**EXERCISE GOAL:**
Reply with nothing but the number of lines in the data below where the word "tree" occurs.

━━━━━ DATASET EXTRACT ━━━━━

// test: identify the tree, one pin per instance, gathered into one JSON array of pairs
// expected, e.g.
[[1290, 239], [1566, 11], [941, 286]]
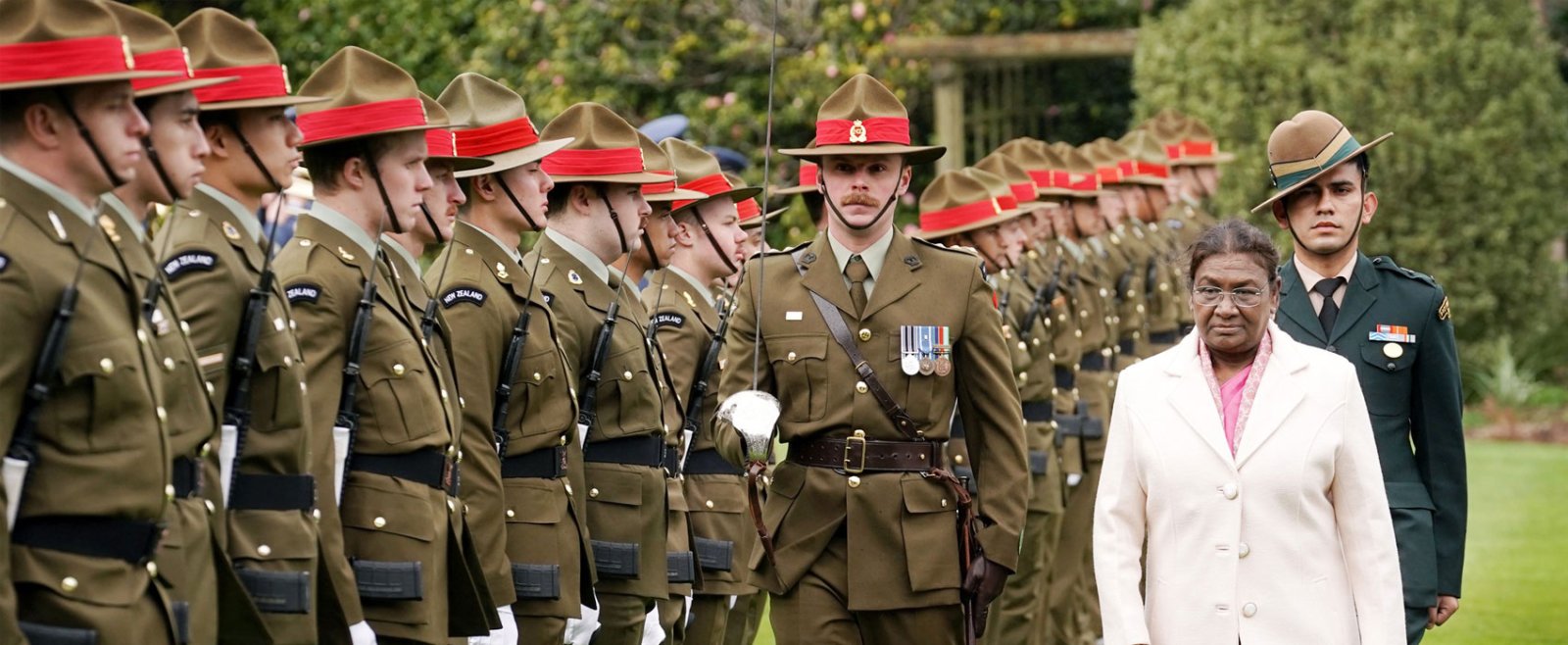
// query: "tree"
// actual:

━━━━━

**REPLY TO THE TASK:**
2